Verilen Metin »
————————
Ötekileştirirken ötekileşenler

60'lı yılların başında, "seks doktoru" ünvanıyla dünya çapında şöhret sahibi olan Dr. Kinsey ilk doktora tezini Kuzey Amerika'ya özgü bir yaban arısı türünün üreme sistemi üzerine yapmış. Bu amaçla da, -inanılacak gibi değil ama- tamı tamına 5,5 milyon arı toplamış. Mikroskop altında en ince ayrıntılarına dek incelenen bu 5,5 milyon arı içinde birbirinin tıpatıp aynısı olan iki taneye rastlanmamış.

Doğa işte bunca zengin ve çeşitli. Birbirinin benzeri olmaktan öte, aynı gibi görünen her varlığın kendine özgü bir yanı, onu diğerlerinden ayıran "farklı" bir tarafı var.
————————
Satır Listesi »
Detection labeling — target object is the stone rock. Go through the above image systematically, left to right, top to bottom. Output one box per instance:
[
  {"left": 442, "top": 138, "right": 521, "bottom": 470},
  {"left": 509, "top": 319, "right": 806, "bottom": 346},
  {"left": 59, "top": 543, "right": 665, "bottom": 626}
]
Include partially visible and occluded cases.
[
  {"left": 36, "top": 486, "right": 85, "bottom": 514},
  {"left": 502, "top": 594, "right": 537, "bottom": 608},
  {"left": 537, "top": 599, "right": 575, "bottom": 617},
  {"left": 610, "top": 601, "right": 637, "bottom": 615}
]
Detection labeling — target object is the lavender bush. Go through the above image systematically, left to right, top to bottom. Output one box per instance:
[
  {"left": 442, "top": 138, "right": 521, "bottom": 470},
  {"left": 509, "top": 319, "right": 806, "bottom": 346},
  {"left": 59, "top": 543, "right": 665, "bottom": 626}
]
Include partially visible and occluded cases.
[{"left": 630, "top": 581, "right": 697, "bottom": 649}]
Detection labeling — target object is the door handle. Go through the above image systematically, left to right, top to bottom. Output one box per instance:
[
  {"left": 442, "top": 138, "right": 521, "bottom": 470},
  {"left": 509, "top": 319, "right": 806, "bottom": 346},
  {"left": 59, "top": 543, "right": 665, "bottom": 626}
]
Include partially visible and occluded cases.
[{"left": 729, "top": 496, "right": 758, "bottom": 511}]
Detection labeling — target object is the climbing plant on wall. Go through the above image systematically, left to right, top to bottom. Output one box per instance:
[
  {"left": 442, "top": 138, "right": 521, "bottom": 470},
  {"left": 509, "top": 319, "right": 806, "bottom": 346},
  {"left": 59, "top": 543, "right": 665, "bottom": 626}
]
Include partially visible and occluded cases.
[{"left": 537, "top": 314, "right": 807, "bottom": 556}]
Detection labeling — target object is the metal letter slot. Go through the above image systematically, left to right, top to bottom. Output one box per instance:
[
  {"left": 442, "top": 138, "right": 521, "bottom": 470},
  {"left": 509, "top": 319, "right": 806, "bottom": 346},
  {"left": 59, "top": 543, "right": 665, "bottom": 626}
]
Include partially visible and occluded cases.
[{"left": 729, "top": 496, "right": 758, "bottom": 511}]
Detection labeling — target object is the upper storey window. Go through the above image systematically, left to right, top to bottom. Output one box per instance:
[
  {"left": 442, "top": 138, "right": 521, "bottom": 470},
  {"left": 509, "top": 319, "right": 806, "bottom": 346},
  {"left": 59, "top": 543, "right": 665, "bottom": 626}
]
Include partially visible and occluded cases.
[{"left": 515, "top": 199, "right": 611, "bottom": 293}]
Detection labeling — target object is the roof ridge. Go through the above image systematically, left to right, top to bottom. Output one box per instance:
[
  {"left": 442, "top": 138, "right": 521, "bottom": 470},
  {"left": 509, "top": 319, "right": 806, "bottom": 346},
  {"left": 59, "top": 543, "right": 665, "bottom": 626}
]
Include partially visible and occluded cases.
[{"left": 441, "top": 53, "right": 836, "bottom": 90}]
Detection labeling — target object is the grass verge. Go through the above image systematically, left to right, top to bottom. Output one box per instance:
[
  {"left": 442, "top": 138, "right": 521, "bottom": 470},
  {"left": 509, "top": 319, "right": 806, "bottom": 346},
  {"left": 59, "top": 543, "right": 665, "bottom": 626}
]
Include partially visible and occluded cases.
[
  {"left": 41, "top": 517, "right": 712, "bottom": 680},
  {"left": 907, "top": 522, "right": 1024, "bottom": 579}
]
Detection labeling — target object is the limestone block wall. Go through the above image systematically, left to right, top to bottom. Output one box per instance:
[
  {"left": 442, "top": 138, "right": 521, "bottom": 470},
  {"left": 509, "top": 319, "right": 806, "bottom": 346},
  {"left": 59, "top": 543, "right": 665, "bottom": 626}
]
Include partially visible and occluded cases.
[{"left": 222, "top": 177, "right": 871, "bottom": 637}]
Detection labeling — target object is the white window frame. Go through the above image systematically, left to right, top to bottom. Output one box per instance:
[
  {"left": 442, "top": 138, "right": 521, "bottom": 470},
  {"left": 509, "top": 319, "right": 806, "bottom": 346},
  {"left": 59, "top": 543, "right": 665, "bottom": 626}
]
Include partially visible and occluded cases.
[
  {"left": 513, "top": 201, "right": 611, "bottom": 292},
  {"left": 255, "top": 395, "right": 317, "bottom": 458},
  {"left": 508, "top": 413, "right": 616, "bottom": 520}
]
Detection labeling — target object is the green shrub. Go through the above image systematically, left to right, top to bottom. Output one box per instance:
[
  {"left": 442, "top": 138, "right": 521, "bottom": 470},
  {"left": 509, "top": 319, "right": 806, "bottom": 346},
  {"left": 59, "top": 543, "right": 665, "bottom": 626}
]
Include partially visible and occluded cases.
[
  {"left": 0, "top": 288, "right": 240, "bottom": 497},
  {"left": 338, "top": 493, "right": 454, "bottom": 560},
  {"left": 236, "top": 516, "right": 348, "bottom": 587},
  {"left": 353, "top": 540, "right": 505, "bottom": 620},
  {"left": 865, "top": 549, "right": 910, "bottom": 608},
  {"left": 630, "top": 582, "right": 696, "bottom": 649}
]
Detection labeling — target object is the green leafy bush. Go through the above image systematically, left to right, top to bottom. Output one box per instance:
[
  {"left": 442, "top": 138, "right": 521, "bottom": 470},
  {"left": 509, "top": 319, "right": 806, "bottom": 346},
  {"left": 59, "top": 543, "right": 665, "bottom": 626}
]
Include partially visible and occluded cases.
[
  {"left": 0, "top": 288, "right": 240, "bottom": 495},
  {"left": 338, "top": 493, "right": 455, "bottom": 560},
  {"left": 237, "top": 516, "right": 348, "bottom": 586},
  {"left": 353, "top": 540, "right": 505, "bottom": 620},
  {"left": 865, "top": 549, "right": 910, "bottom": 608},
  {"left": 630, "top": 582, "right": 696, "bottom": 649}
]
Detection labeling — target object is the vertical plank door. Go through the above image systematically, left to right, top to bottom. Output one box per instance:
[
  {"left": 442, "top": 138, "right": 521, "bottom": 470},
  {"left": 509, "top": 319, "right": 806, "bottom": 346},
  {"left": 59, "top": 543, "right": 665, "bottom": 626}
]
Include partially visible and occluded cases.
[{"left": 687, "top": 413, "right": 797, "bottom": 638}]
————————
Yönerge » Ötekileştirme ve doğadaki farklılık üzerine olan metni, son cümlesinden sonra gelecek biçimde sürdürün.

Alıştırmanın Sonucu »
İnsan denilen yaratık da evrendeki tüm varlıklardan biri olduğuna göre... O da, gezegenimizdeki doğa örtüsü, bitkiler ve böcekler dahil olmak üzere tüm canlı ve cansızlar aleminde olduğu gibi, ayırt edilmez biçimde birbirinin aynısı değil. Her insan, fiziksel yapısının da ötesinde, zihinsel ve duygusal yapısıyla da farklılıklar gösteriyor. Her olay karşısında başka duygu ve düşünceler geliştiriyor, farklı tepkiler veriyor. Bilimsel araştırmalar sonucu elde edilen bulgular da sadece en genel "aynılıklar" üzerine kuruluyor. Yoksa, örneğin "Beş bin denek üzerinde yapılan incelemeler sonucunda..." diye yapılan açıklamaların hiçbiri gerçekten beş bin adet aynısının aynısı sonuca dayanmıyor, dayanamaz.

Doğada böyle ise, toplumsal yaşamda baska türlü olabilir mi? Tabii olamaz. Toplumsal yaşamda böyle ise, siyasal alanda başka türlü olabilir mi? Olamaz! Aynı ideolojik temelde birleşen, aynı örgütsel yapı içinde biraraya gelen ve ortak bir siyasal çizgide etkin olan insanların bile algıları, düşünce ve davranışlarında farklılıklar kaçınılmazdır.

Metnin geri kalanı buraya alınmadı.